• The problem
Revise the stretch of the payday loan affiliate payout text from "Why PDL payouts" through "depending on geo)", replacing "commission" with "payout".

• Provided passage

_ _ _ _ _ _ _

How PDL Affiliate Payouts Work: Holds, Clawbacks, Approvals 2026

TL;DR

  • You don't get paid per submitted application. You get paid per approved application. The difference is massive.

  • Hold periods are 7-30 days. This is the advertiser waiting to see if the loan goes bad. You don't get paid during the hold.

  • Clawbacks are real. 5-20% of approved leads get clawed back because the customer defaulted, returned the loan, or charged back. You lose the payout.

  • Approval rate matters more than CPL. A $2 CPL at 10% approval is worse than a $5 CPL at 30% approval. The second one pays 7.5x more.

  • Real timeline: 30-60 days from lead submission to cash in hand. Not because fraud, but by design: 7-30 day hold + payment schedule (usually 2×/month).

  • CPAL, not CPL, is your real metric. Cost Per Approved Lead. That's what you actually divide budget by.

Why PDL payouts are structured this way

Before we get into the mechanics, it helps to understand why lenders built it like this.

A payday loan is short-term high-risk credit. The lender doesn't care if someone applies. They care if someone gets funded and repays. The affiliate gets a commission only when the loan is approved - which means:

  1. Submitted application ≠ credit decision (10-60% approval rate across geos)

  2. Approval ≠ funded (some approvals expire, customer doesn't fund)

  3. Funded ≠ repaid (default rate is 15-40% depending on geo)

If we paid you per submitted application, we'd be subsidizing their credit losses. So the entire payout structure is built to align your incentive with theirs: you profit when they profit.

That's also why holds exist. The lender needs time to see if the loan goes bad before paying you.

Hold periods explained

A hold period is the waiting time between loan approval and payout release.

How long are holds?

_ _ _ _ _ _ _

• Raw records
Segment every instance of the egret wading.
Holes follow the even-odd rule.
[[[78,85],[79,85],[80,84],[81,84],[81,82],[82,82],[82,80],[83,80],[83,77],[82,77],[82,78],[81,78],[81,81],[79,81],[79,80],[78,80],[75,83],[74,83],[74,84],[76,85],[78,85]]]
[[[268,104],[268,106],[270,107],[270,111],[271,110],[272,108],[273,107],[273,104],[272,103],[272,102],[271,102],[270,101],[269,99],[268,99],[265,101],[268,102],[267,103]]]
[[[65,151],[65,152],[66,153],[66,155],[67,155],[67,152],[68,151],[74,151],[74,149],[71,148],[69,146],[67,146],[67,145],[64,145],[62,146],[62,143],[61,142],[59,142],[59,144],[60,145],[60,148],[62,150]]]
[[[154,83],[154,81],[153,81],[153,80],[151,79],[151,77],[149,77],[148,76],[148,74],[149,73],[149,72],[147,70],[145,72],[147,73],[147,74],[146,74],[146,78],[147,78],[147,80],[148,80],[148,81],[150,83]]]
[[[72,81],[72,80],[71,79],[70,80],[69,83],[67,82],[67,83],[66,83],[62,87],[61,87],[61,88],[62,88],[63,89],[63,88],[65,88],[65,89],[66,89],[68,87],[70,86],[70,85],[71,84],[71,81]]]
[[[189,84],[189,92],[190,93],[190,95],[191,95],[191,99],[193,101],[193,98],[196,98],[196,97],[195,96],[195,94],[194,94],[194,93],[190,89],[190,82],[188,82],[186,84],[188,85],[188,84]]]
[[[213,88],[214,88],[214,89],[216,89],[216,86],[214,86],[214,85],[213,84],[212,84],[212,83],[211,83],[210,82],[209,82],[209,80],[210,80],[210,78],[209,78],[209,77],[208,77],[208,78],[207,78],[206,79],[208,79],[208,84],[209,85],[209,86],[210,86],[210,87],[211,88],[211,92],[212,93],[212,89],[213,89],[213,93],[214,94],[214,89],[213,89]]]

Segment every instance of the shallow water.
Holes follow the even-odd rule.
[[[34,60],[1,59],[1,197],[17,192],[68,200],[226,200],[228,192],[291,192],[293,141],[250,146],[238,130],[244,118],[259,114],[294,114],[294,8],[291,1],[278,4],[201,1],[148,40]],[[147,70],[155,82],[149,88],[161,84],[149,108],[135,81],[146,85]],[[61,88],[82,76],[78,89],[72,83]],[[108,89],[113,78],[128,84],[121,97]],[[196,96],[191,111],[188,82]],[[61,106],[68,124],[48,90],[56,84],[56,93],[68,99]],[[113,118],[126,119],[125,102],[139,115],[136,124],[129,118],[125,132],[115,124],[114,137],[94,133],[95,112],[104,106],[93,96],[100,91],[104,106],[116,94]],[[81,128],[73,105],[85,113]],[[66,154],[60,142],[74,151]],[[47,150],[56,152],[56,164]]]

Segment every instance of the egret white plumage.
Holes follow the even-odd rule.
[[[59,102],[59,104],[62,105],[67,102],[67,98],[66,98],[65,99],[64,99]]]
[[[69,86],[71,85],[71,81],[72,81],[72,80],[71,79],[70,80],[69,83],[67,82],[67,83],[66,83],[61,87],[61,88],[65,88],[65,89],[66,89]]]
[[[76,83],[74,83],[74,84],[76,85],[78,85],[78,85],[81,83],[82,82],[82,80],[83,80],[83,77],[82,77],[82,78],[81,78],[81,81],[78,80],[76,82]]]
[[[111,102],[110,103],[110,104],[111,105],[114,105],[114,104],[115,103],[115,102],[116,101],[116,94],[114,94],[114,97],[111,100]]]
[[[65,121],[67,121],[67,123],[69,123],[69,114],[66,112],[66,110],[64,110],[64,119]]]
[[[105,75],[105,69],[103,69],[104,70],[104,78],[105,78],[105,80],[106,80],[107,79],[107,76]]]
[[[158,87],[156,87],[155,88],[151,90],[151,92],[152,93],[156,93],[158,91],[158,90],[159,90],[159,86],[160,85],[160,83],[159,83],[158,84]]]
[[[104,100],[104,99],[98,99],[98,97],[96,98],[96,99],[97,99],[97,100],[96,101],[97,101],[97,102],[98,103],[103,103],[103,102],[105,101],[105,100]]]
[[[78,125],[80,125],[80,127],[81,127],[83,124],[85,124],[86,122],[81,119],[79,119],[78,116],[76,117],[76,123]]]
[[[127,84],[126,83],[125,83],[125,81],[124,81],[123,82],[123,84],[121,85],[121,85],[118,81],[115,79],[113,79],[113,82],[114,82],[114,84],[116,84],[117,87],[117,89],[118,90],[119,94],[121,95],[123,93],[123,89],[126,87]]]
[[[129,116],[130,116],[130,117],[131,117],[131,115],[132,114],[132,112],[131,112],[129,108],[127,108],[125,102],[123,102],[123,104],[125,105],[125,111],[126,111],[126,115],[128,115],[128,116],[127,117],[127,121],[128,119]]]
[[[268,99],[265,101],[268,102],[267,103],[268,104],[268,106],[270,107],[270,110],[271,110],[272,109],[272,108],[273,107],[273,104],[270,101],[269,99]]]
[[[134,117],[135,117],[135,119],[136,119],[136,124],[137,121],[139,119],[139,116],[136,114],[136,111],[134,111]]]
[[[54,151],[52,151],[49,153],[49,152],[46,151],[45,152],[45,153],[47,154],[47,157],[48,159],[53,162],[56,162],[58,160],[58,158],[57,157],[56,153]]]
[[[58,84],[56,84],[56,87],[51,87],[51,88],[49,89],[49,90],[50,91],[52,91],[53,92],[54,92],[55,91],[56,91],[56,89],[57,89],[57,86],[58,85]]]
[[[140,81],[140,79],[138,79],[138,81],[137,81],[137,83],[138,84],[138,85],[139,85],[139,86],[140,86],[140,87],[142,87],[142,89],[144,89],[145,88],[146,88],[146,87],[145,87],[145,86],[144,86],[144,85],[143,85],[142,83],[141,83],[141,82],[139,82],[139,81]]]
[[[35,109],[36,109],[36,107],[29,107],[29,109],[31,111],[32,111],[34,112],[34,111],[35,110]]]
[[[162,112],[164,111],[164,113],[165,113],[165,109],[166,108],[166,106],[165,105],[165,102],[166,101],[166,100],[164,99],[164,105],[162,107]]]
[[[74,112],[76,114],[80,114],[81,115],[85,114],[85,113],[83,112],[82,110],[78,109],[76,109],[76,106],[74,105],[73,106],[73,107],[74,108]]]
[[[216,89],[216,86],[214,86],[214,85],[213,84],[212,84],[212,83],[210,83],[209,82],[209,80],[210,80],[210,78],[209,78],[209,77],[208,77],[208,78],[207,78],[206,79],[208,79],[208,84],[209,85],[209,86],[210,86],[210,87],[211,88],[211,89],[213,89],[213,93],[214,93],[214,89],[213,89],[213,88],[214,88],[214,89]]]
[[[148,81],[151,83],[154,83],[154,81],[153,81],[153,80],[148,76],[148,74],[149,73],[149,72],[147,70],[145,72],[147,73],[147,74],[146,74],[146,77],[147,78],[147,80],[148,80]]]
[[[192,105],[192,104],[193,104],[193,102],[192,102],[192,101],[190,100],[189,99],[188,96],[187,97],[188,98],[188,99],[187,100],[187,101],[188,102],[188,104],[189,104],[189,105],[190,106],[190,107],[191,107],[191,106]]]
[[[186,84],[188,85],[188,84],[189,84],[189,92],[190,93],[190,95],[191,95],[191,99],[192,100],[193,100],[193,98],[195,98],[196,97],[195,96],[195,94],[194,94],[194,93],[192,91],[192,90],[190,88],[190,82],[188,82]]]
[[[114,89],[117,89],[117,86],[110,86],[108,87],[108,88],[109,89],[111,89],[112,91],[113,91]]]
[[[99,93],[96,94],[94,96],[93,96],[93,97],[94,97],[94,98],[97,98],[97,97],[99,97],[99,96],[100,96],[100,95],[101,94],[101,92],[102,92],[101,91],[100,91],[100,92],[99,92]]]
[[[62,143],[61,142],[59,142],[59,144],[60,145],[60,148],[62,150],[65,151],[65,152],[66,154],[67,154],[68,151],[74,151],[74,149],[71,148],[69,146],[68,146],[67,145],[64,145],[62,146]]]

_ _ _ _ _ _ _

• Reply to the exercise
Why PDL payouts are structured this way

Before we get into the mechanics, it helps to understand why lenders built it like this.

A payday loan is short-term high-risk credit. The lender doesn't care if someone applies. They care if someone gets funded and repays. The affiliate gets a payout only when the loan is approved - which means:

  1. Submitted application ≠ credit decision (10-60% approval rate across geos)

  2. Approval ≠ funded (some approvals expire, customer doesn't fund)

  3. Funded ≠ repaid (default rate is 15-40% depending on geo)